[DIRECTIONS FOR THIS TASK] Write a continuation of the passage on accepting loss and change, beginning after its final sentence.

[EXERCISE TEXT]
=== Section Start ===

How you are today is different from yesterday will be different from tomorrow. We know this living with chronic illness. Each day is different, and each day comes with the potential of loss in our abilities.
We get caught in this trap where we think our loved ones will always be there with us. We desire that they will always be there, despite knowing death is inevitable. We push the idea of death off, which is perfectly normal. It’s when death comes around to remind us that it’s there that we fight the change.
I found that letting go of my expectation of Lytton, or anyone, will always be with me helps manage my coming grief in his loss. I recognized I built up this belief he would still be with me, even though I knew his time was short. For ten years, I refused to acknowledge he would pass eventually.
This does not remove the sting of the loss or the moments where I wish I could feel his weight on my lap. While he was in the animal hospital last time, I had to move some black boots away from a spot he frequents. Every time my eye caught the shoes, I thought it was him.
Recognize that despite our best efforts, things change. The very nature of the universe dictates this Truth. Everything is in flux.

=== Section End ===

[INFORMATION PROVIDED]
=== Section Start ===

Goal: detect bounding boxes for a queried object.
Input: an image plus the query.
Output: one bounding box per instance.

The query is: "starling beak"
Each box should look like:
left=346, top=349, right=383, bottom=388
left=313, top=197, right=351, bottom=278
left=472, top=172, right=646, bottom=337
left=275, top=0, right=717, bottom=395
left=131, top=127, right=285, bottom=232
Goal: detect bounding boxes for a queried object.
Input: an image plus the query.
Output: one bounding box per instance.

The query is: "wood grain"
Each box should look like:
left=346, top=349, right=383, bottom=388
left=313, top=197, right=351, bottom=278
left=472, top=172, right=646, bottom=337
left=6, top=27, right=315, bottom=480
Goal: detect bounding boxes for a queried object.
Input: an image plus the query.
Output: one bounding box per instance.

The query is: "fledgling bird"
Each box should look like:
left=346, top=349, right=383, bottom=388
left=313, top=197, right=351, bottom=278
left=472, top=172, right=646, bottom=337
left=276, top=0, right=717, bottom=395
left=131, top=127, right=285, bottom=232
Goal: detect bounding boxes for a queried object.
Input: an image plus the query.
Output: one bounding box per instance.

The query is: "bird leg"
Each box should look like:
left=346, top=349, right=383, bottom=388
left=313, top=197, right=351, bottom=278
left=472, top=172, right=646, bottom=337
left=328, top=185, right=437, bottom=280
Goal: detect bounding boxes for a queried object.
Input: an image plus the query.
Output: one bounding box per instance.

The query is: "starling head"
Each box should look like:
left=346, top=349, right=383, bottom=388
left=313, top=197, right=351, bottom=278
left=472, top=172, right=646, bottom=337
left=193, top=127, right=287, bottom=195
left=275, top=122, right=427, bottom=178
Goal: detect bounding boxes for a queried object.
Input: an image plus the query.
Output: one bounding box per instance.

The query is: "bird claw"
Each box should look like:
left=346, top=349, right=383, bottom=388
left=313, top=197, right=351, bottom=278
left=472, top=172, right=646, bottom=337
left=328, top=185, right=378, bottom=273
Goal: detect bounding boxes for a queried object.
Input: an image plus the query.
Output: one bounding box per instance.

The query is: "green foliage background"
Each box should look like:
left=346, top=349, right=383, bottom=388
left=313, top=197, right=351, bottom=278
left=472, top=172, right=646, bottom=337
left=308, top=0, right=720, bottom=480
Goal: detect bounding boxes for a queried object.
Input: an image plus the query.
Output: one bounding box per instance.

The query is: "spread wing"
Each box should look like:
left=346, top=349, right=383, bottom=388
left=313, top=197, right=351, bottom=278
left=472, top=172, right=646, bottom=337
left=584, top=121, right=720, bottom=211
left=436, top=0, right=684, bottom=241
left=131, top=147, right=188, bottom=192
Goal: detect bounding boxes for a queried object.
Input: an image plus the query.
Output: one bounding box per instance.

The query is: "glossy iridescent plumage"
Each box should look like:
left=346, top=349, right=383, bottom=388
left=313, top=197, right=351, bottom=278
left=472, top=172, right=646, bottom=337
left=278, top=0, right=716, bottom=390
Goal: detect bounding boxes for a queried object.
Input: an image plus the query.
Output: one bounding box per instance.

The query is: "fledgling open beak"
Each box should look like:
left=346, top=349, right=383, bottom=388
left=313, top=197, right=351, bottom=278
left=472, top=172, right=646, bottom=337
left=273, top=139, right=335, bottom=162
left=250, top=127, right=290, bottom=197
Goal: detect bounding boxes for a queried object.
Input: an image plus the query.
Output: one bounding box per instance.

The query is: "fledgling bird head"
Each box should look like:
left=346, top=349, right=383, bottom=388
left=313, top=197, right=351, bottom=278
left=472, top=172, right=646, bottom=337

=== Section End ===

[EXERCISE OUTPUT]
Managing Grief in a Meaningful Way
How to manage our grief in a meaningful way, especially with a chronic illness?
At this point, I do not know the answer to that question, at least for myself. Maybe once Lytton passes, I’ll know what works for me. Perhaps you already know what will work for you.
I think having a plan in place to manage your health during this period helps. Recognizing that you cannot prevent the loss and finding ways to appreciate the time you have will help endure the sting. I also think finding a healthy way to cope with the loss matters. If you have a counselor, take time to contextualize the loss.
I mentioned being mindful of your grief while managing your illness above, but take the time you need to grieve. If it takes you a few months to a few years to get to a better space with the loss, do not pressure yourself to “get over it” sooner. Do not feel guilty if you find you overcome the profound grief sooner. You have your own timeline, so honor it.
Honoring the Life
Some final thoughts are finding ways to honor the life once they pass.
Now that I am faced with a significant loss, it brings about another lesson in priorities. Getting my diagnosis started the process, giving birth to Jai continued it, and Lytton’s pending death cements it: I need to put things in a proper perspective. Life is fleeting, therefore wasting time on the petty stuff is meaningless. A few weeks ago, I read a quote by the late Maya Angelou:
People don’t always remember what you say or even what you do. But they do remember how you made them feel.
So many times, I forget what causes friendships to break apart, but I do remember how the other person made me feel. When I get a feeling of love for my friends, it’s not necessarily from a specific incident, but a warmth of the time spent with them.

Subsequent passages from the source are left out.